→ **Given exercise**:
Can you turn the listing below, from its first line through the line holding "left=369, top=2, right=400, bottom=171", inclusive, into a JSON list of strings with one string per line and blank lines left out?

→ **Exercise data**:
▬▬▬▬▬▬▬▬▬▬

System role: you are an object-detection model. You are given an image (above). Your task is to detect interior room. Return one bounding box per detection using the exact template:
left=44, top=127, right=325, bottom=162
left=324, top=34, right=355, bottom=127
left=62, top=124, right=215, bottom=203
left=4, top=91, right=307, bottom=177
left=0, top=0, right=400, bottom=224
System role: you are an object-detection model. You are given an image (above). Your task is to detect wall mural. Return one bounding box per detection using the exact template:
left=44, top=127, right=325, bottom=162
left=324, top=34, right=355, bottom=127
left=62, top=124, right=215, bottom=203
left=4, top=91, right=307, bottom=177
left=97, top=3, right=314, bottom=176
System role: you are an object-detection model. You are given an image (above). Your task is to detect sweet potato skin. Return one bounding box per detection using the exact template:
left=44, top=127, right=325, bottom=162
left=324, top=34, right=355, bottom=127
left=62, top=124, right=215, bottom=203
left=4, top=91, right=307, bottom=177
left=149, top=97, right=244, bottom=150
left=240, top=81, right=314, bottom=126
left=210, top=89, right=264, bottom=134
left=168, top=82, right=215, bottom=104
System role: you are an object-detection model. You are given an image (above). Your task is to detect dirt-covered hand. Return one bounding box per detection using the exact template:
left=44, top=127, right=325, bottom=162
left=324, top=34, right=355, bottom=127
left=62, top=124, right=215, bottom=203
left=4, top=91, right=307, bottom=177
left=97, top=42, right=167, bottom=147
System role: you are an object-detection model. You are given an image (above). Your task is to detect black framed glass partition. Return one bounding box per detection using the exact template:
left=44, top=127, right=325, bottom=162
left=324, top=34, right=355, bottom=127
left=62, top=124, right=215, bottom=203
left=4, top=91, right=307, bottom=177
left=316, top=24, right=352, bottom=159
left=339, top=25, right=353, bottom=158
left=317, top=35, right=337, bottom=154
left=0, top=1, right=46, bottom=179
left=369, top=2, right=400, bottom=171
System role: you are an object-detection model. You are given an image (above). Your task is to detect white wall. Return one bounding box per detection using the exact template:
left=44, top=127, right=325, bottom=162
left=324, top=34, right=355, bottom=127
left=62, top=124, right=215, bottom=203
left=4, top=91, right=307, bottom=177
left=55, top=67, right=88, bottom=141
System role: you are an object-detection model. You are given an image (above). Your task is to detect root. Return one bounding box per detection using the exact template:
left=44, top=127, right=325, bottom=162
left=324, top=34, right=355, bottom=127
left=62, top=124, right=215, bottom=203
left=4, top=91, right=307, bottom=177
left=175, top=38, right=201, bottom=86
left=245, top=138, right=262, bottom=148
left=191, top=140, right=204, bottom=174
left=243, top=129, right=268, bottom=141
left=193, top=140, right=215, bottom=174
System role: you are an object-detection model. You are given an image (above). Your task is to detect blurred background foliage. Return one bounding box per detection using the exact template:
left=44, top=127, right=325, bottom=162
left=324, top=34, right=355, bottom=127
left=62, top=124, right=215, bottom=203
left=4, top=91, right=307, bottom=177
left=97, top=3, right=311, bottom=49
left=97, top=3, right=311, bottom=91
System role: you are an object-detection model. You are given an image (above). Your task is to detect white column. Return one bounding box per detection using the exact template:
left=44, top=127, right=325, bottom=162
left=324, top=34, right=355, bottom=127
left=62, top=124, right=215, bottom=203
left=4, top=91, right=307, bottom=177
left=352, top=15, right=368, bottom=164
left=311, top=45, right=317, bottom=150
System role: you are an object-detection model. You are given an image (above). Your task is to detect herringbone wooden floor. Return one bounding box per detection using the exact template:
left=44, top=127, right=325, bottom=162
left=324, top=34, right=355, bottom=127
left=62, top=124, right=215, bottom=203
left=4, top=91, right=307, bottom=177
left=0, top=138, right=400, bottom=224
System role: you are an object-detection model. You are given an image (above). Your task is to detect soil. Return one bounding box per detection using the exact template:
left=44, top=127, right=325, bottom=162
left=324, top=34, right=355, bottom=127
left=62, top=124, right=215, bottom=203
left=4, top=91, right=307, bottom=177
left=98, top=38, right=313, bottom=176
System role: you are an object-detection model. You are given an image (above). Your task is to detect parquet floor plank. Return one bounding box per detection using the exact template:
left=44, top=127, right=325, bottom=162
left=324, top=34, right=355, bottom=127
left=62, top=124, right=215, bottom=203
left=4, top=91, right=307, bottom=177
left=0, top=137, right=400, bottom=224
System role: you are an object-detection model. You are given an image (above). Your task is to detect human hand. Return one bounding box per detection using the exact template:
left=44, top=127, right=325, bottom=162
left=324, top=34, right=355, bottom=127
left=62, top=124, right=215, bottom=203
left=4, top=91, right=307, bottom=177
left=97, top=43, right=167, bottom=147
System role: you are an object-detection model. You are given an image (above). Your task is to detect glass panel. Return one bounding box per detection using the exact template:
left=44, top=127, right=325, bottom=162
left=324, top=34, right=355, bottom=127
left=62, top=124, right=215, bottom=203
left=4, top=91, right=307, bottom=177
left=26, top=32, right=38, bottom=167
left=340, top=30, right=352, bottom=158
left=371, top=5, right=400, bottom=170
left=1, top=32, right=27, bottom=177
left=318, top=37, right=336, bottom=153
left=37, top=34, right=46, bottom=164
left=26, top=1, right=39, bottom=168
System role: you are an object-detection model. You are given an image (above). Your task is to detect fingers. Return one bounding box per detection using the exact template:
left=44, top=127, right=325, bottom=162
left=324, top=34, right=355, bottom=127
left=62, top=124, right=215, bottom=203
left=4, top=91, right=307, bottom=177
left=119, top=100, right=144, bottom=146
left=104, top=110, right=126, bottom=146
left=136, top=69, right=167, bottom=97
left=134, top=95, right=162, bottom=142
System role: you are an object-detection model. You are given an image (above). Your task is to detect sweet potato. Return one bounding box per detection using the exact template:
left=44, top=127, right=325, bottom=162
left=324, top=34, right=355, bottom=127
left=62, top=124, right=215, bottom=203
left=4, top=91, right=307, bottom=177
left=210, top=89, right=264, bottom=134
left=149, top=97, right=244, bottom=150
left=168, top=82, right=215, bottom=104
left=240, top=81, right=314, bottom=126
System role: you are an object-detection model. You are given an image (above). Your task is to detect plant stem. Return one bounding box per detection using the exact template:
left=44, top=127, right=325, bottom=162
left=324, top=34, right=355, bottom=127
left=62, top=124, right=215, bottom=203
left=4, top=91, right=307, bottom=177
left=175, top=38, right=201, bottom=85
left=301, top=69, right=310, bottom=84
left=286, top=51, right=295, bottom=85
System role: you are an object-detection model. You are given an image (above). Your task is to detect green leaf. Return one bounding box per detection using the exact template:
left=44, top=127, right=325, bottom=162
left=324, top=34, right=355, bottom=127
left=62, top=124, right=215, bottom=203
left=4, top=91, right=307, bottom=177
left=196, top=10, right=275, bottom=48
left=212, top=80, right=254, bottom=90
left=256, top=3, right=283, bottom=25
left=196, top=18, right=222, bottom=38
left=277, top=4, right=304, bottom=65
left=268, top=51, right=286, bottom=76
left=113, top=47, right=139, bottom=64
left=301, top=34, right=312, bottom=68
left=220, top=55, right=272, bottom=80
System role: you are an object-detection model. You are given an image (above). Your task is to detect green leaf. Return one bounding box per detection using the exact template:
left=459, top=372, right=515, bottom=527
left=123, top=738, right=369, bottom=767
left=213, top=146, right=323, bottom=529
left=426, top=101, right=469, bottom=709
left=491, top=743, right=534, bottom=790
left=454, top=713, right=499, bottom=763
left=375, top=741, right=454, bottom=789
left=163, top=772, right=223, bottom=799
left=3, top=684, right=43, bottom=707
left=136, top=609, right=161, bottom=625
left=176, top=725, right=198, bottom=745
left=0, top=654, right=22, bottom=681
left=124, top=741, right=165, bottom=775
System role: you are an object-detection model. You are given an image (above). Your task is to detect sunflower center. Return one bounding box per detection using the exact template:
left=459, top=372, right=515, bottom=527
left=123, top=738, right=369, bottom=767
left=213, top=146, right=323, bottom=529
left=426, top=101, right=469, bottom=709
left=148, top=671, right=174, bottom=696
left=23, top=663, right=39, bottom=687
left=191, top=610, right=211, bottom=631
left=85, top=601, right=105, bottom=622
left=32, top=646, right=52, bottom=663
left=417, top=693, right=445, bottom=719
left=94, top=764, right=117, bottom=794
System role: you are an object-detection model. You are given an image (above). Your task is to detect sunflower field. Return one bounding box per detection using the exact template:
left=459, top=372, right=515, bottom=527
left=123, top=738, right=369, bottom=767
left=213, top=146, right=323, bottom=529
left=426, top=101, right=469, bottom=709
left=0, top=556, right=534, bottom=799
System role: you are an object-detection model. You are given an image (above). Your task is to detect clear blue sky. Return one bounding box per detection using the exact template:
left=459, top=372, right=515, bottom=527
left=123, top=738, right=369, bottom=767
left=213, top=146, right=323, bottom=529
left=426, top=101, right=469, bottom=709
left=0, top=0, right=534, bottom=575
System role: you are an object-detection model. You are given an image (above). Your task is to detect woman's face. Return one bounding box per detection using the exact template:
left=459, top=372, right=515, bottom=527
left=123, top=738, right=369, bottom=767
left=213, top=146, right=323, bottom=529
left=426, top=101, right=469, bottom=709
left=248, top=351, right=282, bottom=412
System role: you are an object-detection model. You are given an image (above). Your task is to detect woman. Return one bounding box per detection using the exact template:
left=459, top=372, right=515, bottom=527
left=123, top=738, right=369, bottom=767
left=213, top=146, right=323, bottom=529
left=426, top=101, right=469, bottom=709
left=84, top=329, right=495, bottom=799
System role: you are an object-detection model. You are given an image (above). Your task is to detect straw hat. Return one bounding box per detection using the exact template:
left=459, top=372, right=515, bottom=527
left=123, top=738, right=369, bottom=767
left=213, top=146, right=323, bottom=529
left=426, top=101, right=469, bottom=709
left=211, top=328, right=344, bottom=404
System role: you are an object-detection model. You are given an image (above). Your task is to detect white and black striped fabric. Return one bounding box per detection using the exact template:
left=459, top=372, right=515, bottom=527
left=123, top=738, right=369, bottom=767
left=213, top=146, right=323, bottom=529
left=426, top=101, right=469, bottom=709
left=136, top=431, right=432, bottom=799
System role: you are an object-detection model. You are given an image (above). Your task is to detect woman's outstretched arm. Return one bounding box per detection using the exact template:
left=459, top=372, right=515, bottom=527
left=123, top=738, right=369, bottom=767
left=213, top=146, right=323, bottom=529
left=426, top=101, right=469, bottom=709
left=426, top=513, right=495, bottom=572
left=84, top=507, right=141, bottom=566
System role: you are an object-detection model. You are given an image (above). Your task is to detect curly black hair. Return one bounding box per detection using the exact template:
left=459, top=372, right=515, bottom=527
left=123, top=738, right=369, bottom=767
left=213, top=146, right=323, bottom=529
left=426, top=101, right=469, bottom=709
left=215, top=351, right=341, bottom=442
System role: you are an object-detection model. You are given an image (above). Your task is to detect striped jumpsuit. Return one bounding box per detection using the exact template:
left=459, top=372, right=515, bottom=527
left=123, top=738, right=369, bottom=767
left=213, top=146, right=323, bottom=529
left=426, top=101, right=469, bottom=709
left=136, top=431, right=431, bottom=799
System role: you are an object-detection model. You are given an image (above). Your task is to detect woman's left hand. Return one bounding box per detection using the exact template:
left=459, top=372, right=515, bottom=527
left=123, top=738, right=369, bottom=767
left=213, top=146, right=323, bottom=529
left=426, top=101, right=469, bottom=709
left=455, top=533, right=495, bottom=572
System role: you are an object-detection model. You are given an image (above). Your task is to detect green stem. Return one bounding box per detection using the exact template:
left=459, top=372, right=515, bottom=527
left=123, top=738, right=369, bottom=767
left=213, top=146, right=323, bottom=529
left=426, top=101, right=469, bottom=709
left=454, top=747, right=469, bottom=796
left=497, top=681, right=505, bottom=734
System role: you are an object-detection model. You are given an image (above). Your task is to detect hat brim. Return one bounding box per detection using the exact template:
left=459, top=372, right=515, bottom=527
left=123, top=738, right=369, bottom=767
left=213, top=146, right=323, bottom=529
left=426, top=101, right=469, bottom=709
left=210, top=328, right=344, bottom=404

▬▬▬▬▬▬▬▬▬▬

→ **Solution to this problem**:
[
  "System role: you are an object-detection model. You are given an image (above). Your task is to detect interior room. Return one bounding box per detection using the exact template:",
  "left=44, top=127, right=325, bottom=162",
  "left=324, top=34, right=355, bottom=127",
  "left=62, top=124, right=215, bottom=203",
  "left=4, top=91, right=307, bottom=177",
  "left=0, top=0, right=400, bottom=224",
  "System role: you are an object-detection model. You are given an image (above). Your task is to detect wall mural. Return one bounding box per detection using the exact template:",
  "left=44, top=127, right=325, bottom=162",
  "left=324, top=34, right=355, bottom=127",
  "left=62, top=124, right=215, bottom=203",
  "left=4, top=91, right=307, bottom=177",
  "left=97, top=3, right=314, bottom=176",
  "System role: you are an object-detection model. You are given an image (above). Your task is to detect sweet potato skin. Return one bounding box per detection using the exact template:",
  "left=44, top=127, right=325, bottom=162",
  "left=324, top=34, right=355, bottom=127",
  "left=62, top=124, right=215, bottom=203",
  "left=4, top=91, right=307, bottom=177",
  "left=149, top=97, right=244, bottom=150",
  "left=240, top=81, right=314, bottom=126",
  "left=210, top=89, right=264, bottom=134",
  "left=168, top=82, right=215, bottom=104",
  "System role: you are an object-detection model. You are given an image (above). Your task is to detect dirt-covered hand. Return one bounding box per detection using the exact template:",
  "left=44, top=127, right=325, bottom=162",
  "left=324, top=34, right=355, bottom=127",
  "left=62, top=124, right=215, bottom=203",
  "left=4, top=91, right=307, bottom=177",
  "left=97, top=42, right=167, bottom=147",
  "System role: you are an object-detection model. You are given an image (above). Your task is to detect black framed glass partition. Return one bounding box per detection using the exact template:",
  "left=44, top=127, right=325, bottom=162",
  "left=324, top=34, right=355, bottom=127",
  "left=62, top=124, right=215, bottom=203",
  "left=4, top=91, right=307, bottom=177",
  "left=316, top=24, right=352, bottom=159",
  "left=339, top=25, right=353, bottom=158",
  "left=317, top=35, right=337, bottom=154",
  "left=0, top=1, right=46, bottom=179",
  "left=369, top=2, right=400, bottom=171"
]